▸ Given problem 1
Translate this sentence from the forum thread about the engagement into Spanish: "I don't know them, but I wish them the best of luck."
^^^^
# Justin Bieber engaged to Hailey Baldwin



## cabeju (Aug 3, 2018)

Justin Bieber will soon be a married man but not with Selena Gomez! This weekend, the singer of 'Sorry' got engaged with Hailey Baldwin with whom he has been in a relationship for only a few weeks after having already been there in the past. Bieb's has confirmed the news yesterday and it is the turn of the model to speak on the subject with a beautiful statement.


----------



## Guest (Aug 3, 2018)

Which one is which?


----------



## DaveM (Jun 29, 2015)

What could go wrong.


----------



## distantprommer (Sep 26, 2011)

Ho hum. Earth shaking news...not.


----------



## joen_cph (Jan 17, 2010)

Funny how male fashion changes.


----------



## Metairie Road (Apr 30, 2014)

I don't know them, but I wish them the best of luck. I hope their future together is a happy one.


----------



## CnC Bartok (Jun 5, 2017)

Who? And to whom?


----------



## joen_cph (Jan 17, 2010)

Well, they look a bit absent-minded themselves anyway, don´t they?


----------



## Guest (Aug 6, 2018)




----------



## Granate (Jun 25, 2016)

I WANT HIS NEW ALBUM I DON'T EVEN REMEMBER A SONG FROM PURPOSE FORGET HAILEY SING NOW


----------



## Manxfeeder (Oct 19, 2010)

joen_cph said:


> Funny how male fashion changes.


I want to know who does his hair. It looks like the work of the lady who chops up my locks with a weedwhacker at Supercuts/Great Clips/whatever the place is.


----------



## Larkenfield (Jun 5, 2017)




----------
^^^^
▸ Given problem 2
Reproduce the image object location entries below word for word, omitting the pictures.

[Image object location entries]
^^^^
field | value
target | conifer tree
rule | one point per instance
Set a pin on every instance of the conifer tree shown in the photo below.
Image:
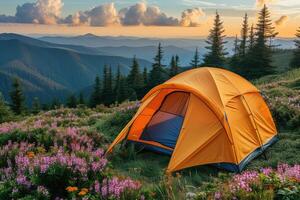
^^^^
▸ Problem solution 1
No los conozco, pero les deseo la mejor de las suertes.

▸ Problem solution 2
field | value
target | conifer tree
rule | one point per instance
Set a pin on every instance of the conifer tree shown in the photo below.
Image:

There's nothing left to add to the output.